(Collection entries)

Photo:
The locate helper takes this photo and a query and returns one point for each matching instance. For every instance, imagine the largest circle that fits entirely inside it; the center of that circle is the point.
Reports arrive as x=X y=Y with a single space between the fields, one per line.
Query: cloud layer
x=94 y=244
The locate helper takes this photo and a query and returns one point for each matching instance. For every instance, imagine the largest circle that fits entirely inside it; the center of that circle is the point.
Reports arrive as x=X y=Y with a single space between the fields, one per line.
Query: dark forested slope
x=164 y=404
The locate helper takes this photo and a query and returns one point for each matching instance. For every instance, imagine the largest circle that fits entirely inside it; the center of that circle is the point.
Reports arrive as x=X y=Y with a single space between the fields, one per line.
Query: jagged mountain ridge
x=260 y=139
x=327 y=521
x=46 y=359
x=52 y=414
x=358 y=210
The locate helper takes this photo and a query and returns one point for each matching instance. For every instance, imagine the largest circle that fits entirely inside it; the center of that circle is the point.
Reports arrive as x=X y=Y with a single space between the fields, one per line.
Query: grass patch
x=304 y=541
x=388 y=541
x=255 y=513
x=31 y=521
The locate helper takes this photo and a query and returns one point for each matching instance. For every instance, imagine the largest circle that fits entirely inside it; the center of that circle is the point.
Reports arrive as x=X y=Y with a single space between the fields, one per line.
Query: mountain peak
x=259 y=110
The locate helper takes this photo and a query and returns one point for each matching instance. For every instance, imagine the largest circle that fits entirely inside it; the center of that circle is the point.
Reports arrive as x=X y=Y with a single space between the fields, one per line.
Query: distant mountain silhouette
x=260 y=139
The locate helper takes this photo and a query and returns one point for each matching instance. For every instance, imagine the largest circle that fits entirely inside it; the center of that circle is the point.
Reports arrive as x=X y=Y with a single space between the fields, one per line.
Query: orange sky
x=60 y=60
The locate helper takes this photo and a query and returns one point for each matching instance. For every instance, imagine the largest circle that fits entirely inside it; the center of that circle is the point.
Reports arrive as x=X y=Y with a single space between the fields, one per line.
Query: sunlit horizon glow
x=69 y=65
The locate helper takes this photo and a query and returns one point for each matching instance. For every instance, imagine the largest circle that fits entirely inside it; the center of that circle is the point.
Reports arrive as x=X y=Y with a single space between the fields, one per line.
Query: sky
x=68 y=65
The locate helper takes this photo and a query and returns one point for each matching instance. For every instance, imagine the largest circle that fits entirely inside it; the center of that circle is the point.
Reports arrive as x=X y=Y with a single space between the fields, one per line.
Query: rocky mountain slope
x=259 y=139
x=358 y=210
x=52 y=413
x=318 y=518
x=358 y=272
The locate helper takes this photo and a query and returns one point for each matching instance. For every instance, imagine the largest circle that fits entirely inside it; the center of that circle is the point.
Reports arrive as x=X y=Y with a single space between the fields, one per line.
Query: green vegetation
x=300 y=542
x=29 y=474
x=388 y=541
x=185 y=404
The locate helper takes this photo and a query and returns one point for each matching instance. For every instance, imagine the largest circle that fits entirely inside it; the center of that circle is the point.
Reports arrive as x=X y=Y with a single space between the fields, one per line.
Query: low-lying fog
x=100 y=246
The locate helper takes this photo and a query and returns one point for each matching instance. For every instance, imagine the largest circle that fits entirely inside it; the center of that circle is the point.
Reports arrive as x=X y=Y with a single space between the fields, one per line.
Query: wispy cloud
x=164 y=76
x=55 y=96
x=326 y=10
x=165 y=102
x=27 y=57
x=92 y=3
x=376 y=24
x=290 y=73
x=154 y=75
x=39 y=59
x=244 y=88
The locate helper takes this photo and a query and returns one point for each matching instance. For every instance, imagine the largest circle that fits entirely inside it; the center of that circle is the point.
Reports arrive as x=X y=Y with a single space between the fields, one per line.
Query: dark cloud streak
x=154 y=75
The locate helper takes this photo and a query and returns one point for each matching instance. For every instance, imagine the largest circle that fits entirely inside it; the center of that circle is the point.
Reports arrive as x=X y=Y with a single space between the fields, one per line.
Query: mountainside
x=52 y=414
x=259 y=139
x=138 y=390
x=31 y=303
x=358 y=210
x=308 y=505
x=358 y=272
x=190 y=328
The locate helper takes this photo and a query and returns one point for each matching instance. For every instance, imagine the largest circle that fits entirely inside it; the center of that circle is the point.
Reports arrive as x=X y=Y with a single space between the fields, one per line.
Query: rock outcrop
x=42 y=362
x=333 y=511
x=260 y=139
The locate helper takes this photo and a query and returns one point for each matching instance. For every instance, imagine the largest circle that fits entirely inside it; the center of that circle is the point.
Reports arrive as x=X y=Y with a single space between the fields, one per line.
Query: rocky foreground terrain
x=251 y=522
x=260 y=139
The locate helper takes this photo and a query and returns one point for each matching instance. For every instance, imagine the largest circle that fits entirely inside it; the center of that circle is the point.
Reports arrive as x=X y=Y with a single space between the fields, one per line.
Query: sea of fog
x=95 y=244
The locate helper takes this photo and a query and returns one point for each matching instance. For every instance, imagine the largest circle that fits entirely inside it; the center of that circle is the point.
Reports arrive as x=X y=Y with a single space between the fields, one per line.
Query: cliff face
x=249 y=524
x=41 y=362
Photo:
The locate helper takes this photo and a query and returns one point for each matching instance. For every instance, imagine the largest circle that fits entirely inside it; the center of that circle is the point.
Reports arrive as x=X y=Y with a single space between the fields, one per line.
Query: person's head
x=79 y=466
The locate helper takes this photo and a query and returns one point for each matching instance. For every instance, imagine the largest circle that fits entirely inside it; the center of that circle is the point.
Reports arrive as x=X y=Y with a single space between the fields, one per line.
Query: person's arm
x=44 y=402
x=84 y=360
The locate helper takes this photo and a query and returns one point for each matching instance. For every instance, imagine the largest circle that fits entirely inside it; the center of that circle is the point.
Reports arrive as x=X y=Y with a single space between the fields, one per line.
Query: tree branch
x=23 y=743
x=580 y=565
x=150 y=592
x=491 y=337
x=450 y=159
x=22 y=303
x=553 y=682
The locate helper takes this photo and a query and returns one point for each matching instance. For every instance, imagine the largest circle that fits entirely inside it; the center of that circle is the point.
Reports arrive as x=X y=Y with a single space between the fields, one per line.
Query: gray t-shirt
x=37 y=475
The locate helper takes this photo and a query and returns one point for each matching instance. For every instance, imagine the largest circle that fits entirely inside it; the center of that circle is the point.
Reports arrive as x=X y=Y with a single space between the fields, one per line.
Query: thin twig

▶ Objective
Reproduce the listing in full. Keep it exactly as written.

▶ Solution below
Photo:
The locate helper takes this photo and a query and returns one point for each matching instance. For every instance, imagine the largest circle that fits entirely inside it; the center of that circle is the point.
Reports arrive as x=X y=Y with a single space between the fields, one per line.
Query: cloud layer
x=94 y=244
The locate helper takes this photo and a query and returns one point for each matching instance. For every instance, imagine the largest circle that fits entirely inside it; the center of that circle is the point.
Reports arrive as x=X y=Y with a single space between the fields, one per line.
Query: dark forested slope
x=164 y=404
The locate helper takes this photo and a query and returns one point for each matching instance. For every instance, imagine the largest circle that fits entirely inside it; the center of that circle is the point.
Reports arrive as x=X y=Y with a single space between the fields, one per line.
Query: jagged mountain ridge
x=260 y=139
x=327 y=521
x=46 y=359
x=52 y=414
x=358 y=210
The locate helper takes this photo and a query and returns one point for each matching instance. For every instance, imagine the largest circle that fits entirely inside it; the center of that circle is the point.
Reports arrive as x=X y=Y with a single space between the fields, one per line.
Query: grass patch
x=304 y=541
x=388 y=541
x=255 y=513
x=31 y=521
The locate helper takes this photo and a query and returns one point for each matching instance. For every instance, imagine the largest circle that fits entirely inside it; the center of that circle is the point.
Reports arrive as x=X y=Y with a single space between the fields, one per line.
Query: mountain peak
x=259 y=110
The locate helper takes this photo and a query and returns one point for each matching instance. For every instance, imagine the largest circle that fits entirely inside it; the center of that circle is the point.
Reports arrive as x=X y=Y with a single space between the fields, one per line.
Query: distant mountain silhouette
x=260 y=139
The locate helper takes this photo and a query and returns one point for each matching instance. For every instance, imagine the largest circle that fits entirely inside it; the center of that circle is the point.
Reports arrive as x=X y=Y with a single space between the fields, one per line.
Query: orange sky
x=60 y=60
The locate helper takes this photo and a query and returns one point for each matching instance. For every instance, imagine the largest circle that fits entirely inside it; the center of that circle is the point.
Reports arrive as x=X y=Y with a single space between the fields, one per line.
Query: sunlit horizon glow
x=69 y=65
The locate helper takes this photo and a query and returns one point for each matching instance. For every instance, imagine the largest circle that fits entirely inside it; the center of that circle is the point.
Reports arrive as x=X y=Y with a single space between the fields, one per line.
Query: sky
x=68 y=65
The locate helper takes this photo and a query and returns one point for each matching instance. For every instance, imagine the largest circle that fits entirely inside it; the center of that circle is the point.
Reports arrive as x=X y=Y with a single space between the fields, one per line.
Query: rocky mountain slope
x=259 y=139
x=358 y=210
x=52 y=413
x=318 y=518
x=358 y=272
The locate helper takes this photo and a query and returns one point for each matching instance. For every instance, imagine the largest circle that fits entirely inside it; the center of that circle is the point.
Reports arrive as x=X y=Y with a single space between the fields, one per line.
Query: green vegetation
x=300 y=542
x=29 y=474
x=388 y=541
x=185 y=404
The locate helper takes this photo and a query and returns one point for each matching instance. For every instance, imagine the largest circle that fits entirely inside it; the center of that circle is the point.
Reports arrive as x=X y=Y with a single space between the fields, one per line.
Query: low-lying fog
x=100 y=246
The locate helper takes this photo and a query and returns one point for each matching instance. For every instance, imagine the largest circle that fits entirely inside it; the center of that circle is the point.
Reports arrive as x=X y=Y with a single space between the fields, one per line.
Query: wispy cloud
x=164 y=76
x=55 y=96
x=326 y=10
x=165 y=102
x=27 y=57
x=92 y=3
x=376 y=24
x=290 y=73
x=154 y=75
x=39 y=59
x=244 y=88
The locate helper takes this photo and a query and returns one point for each matching instance. For every instance, imagine the largest circle that fits entirely inside it; the center of that circle is the point.
Reports arrive as x=X y=Y with a single space between the fields, one per line.
Query: dark cloud streak
x=154 y=75
The locate helper takes this photo and a query and returns one point for each matching instance. For every instance, imagine the largest circle that fits entirely inside it; the center of that circle is the point.
Reports arrive as x=X y=Y with a single space between the fields, one per line.
Query: mountainside
x=52 y=414
x=259 y=139
x=138 y=390
x=31 y=303
x=358 y=210
x=308 y=505
x=358 y=272
x=190 y=328
The locate helper takes this photo and a query and returns one point for each matching instance. For every instance, imagine the largest circle that fits entirely inside it; the center of that circle is the point.
Reports arrive as x=X y=Y with a single space between the fields, one per line.
Query: rock outcrop
x=42 y=362
x=333 y=511
x=260 y=139
The locate helper takes this photo and a query and returns one point for each matching instance. For every instance, imagine the largest circle that fits entirely inside it; the center of that circle is the point.
Reports arrive as x=X y=Y with a single space between the fields, one per line.
Query: rocky foreground terrain
x=251 y=522
x=260 y=139
The locate helper takes this photo and a query and returns one point for each matching instance. For every instance, imagine the largest circle that fits entirely inside it; the center of that circle is the point.
Reports arrive as x=X y=Y with a single space between the fields, one per line.
Query: sea of fog
x=95 y=244
The locate helper takes this photo and a query and returns one point for each matching instance. For every instance, imagine the largest circle that fits entirely inside it; the center of that circle is the point.
Reports arrive as x=X y=Y with a single space between the fields, one per line.
Query: cliff face
x=249 y=524
x=41 y=362
Photo:
The locate helper takes this photo and a query and returns one point for each matching instance. For every instance, imagine the largest circle that fits entirely inside it; the center of that circle is the point.
Reports arrive as x=X y=Y with a single space between the fields, one per line.
Query: person's head
x=79 y=466
The locate helper takes this photo and a query and returns one point for each matching instance. For every instance, imagine the largest circle that fits entirely inside it; the center of that circle is the point.
Reports arrive as x=X y=Y with a single space between the fields, one per line.
Query: person's arm
x=44 y=402
x=84 y=360
The locate helper takes this photo and a query and returns one point for each matching instance. For every instance, imagine the largest circle that fits entirely inside it; the center of that circle is the point.
Reports arrive as x=X y=Y with a single space between the fields, one per line.
Query: tree branch
x=23 y=743
x=580 y=565
x=150 y=592
x=491 y=337
x=450 y=159
x=22 y=303
x=553 y=682
The locate helper takes this photo and a query and returns one point for each matching instance. For every instance, imagine the largest circle that fits entirely inside it; the center of that circle is the point.
Reports arrive as x=X y=Y with a single space between the fields, one per line.
Query: gray t-shirt
x=37 y=475
The locate helper takes this photo and a query and returns one point for each matching instance. For every instance, imagine the largest circle that fits entirely inside it; the center of that circle is the point.
Reports arrive as x=X y=Y with a single space between the fields, one per line.
Query: thin twig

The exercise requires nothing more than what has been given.